> **Work order**: Every line from the line containing "Mark every instance" to the end of the data must appear in the answer exactly as it appears there, and nothing else.

(Data items)
◇ ◇ ◇ ◇ ◇ ◇ ◇
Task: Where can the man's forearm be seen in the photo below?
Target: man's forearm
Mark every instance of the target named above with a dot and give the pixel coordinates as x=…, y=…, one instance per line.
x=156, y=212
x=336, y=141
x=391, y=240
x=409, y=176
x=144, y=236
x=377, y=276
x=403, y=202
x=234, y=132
◇ ◇ ◇ ◇ ◇ ◇ ◇
> **Written answer**:
Mark every instance of the target named above with a dot and give the pixel coordinates as x=…, y=…, one instance per line.
x=156, y=212
x=336, y=141
x=391, y=240
x=409, y=176
x=144, y=236
x=377, y=276
x=403, y=202
x=234, y=132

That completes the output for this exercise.